BEGIN Input data

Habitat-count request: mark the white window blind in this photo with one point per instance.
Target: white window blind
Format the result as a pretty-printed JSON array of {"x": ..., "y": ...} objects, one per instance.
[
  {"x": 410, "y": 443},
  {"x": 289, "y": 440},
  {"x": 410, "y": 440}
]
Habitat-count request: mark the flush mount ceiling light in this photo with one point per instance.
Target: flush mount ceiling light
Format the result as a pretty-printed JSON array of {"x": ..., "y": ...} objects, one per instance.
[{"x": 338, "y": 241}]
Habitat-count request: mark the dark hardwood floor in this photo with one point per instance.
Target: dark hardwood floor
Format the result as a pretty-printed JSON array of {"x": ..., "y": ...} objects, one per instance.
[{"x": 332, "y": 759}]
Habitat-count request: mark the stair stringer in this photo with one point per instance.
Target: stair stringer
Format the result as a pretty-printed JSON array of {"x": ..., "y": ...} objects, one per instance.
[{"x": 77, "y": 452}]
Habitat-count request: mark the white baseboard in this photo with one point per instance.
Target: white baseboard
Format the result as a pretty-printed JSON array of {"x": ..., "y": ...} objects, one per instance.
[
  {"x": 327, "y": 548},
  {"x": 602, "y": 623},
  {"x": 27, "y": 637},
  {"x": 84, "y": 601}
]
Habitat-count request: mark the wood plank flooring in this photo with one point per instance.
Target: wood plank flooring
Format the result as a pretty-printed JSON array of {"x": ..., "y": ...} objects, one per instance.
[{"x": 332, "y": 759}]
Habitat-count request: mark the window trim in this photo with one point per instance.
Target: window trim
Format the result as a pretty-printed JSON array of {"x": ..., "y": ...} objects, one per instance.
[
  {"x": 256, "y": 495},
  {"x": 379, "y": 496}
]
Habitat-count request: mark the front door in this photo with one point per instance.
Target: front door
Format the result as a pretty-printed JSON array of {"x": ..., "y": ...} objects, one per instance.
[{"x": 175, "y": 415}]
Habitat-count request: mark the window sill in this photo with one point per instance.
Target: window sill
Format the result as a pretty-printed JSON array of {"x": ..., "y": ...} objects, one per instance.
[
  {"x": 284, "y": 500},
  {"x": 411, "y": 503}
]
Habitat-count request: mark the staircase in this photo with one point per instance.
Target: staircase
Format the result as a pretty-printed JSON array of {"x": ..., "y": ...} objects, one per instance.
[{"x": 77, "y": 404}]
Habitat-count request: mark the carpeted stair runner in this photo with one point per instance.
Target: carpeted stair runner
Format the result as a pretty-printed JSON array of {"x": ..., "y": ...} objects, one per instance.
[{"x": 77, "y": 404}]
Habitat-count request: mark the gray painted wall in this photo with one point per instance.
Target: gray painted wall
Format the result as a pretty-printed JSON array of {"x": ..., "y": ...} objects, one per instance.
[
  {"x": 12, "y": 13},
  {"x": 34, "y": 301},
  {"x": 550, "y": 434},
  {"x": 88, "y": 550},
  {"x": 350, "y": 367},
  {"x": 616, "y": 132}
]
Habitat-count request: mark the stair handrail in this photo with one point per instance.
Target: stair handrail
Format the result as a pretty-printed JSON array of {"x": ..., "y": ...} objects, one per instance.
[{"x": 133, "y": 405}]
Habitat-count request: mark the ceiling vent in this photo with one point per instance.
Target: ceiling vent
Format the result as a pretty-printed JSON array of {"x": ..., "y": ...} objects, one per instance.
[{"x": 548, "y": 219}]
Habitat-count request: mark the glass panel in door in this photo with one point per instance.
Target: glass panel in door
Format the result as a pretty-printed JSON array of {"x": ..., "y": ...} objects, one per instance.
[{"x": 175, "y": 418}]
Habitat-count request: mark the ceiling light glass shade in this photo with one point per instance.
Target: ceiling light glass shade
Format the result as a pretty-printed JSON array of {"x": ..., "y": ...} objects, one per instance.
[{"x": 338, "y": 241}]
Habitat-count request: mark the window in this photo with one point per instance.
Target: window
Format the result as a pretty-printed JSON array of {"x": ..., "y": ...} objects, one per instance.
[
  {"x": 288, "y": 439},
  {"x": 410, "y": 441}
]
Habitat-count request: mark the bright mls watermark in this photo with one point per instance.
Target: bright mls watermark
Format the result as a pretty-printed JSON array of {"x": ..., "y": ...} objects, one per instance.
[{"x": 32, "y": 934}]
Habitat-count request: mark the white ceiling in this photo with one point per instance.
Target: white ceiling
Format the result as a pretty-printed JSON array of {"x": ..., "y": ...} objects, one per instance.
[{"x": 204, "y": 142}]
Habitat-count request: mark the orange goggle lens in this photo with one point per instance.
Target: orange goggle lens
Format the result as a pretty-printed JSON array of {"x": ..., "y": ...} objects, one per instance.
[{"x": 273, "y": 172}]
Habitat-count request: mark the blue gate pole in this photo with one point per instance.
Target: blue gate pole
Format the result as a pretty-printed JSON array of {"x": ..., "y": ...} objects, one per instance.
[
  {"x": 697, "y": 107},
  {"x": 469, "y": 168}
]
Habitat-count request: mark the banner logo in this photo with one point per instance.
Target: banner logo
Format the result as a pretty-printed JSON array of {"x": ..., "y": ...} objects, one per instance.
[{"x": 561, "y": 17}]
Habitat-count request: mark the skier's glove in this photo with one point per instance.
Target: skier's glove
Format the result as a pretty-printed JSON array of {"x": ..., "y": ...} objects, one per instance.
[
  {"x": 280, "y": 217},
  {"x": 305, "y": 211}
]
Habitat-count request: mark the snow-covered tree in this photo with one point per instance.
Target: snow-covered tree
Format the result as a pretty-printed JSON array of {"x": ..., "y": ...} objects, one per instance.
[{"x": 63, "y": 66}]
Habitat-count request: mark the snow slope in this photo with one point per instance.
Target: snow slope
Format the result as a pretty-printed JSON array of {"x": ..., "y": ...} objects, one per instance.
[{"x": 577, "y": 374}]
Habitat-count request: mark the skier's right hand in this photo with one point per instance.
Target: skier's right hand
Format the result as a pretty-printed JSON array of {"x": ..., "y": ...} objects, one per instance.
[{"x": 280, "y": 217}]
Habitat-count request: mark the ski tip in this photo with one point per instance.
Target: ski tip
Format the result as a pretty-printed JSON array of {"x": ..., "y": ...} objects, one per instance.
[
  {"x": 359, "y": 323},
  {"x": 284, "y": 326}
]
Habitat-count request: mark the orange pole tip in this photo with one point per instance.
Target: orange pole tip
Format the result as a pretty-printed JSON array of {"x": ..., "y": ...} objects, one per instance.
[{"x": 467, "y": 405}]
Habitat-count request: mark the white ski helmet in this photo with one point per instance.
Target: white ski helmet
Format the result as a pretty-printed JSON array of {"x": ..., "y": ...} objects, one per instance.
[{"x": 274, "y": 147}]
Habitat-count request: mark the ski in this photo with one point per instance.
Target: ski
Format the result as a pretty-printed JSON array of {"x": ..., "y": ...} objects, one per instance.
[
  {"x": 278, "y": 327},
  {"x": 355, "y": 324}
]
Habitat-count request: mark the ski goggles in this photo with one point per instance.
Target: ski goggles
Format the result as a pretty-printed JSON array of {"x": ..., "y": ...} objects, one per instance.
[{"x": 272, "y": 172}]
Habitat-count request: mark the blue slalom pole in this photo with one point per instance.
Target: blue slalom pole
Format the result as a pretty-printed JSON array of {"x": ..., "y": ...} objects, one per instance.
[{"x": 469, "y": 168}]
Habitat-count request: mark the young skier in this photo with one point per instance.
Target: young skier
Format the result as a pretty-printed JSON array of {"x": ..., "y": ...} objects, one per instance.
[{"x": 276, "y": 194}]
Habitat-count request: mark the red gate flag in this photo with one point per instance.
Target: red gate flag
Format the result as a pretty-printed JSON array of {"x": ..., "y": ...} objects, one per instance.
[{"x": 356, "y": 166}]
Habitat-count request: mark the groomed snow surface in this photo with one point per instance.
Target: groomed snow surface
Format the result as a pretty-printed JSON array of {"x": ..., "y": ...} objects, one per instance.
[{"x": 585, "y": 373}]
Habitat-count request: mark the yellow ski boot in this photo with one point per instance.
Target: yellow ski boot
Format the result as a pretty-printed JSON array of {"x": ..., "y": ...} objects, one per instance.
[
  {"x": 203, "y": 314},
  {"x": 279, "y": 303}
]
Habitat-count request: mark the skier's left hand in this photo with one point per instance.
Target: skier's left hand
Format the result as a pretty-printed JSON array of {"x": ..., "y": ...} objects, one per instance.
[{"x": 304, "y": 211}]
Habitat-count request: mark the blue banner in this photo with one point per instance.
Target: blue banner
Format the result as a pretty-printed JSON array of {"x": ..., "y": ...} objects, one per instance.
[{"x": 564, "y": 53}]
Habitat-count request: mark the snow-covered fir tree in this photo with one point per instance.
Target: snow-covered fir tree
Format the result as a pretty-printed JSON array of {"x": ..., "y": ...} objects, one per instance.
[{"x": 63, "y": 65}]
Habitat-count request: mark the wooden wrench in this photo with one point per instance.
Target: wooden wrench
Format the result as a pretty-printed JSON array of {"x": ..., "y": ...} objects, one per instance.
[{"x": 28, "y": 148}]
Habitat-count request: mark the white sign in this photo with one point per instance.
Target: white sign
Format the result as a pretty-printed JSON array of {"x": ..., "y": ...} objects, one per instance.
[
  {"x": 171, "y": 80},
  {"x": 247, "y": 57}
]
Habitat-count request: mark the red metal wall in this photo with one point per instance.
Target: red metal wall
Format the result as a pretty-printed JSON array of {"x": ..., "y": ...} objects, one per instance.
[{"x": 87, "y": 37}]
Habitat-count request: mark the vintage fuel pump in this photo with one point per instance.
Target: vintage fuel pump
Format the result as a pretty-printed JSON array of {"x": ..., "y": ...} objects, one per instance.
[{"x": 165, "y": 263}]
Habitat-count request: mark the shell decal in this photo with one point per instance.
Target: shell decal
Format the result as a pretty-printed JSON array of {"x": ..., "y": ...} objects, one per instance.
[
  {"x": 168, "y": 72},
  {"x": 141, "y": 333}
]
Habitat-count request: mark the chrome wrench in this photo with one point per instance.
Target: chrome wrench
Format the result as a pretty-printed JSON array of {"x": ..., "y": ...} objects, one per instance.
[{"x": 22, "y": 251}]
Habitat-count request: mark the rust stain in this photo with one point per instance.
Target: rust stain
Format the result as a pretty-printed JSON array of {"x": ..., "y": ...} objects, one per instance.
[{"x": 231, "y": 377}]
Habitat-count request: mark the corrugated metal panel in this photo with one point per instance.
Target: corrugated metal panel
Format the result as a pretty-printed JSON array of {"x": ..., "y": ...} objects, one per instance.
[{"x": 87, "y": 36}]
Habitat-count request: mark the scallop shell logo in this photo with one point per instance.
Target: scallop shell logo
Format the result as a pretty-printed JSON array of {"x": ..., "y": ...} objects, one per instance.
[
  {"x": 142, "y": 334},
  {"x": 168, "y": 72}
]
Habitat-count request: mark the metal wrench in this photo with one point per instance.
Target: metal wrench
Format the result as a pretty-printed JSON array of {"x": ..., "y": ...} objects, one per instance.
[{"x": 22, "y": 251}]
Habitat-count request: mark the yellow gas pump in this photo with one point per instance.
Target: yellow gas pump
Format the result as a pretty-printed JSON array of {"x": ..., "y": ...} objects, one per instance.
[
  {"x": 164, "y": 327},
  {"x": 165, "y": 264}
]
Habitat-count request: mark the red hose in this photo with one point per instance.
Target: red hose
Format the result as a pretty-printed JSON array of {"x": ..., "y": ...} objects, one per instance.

END Input data

Brief: Your answer should consist of the lines from the material that contain "hardwood".

Written solution:
Habitat-count request: mark the dark hardwood floor in this photo with one point per instance.
Target: dark hardwood floor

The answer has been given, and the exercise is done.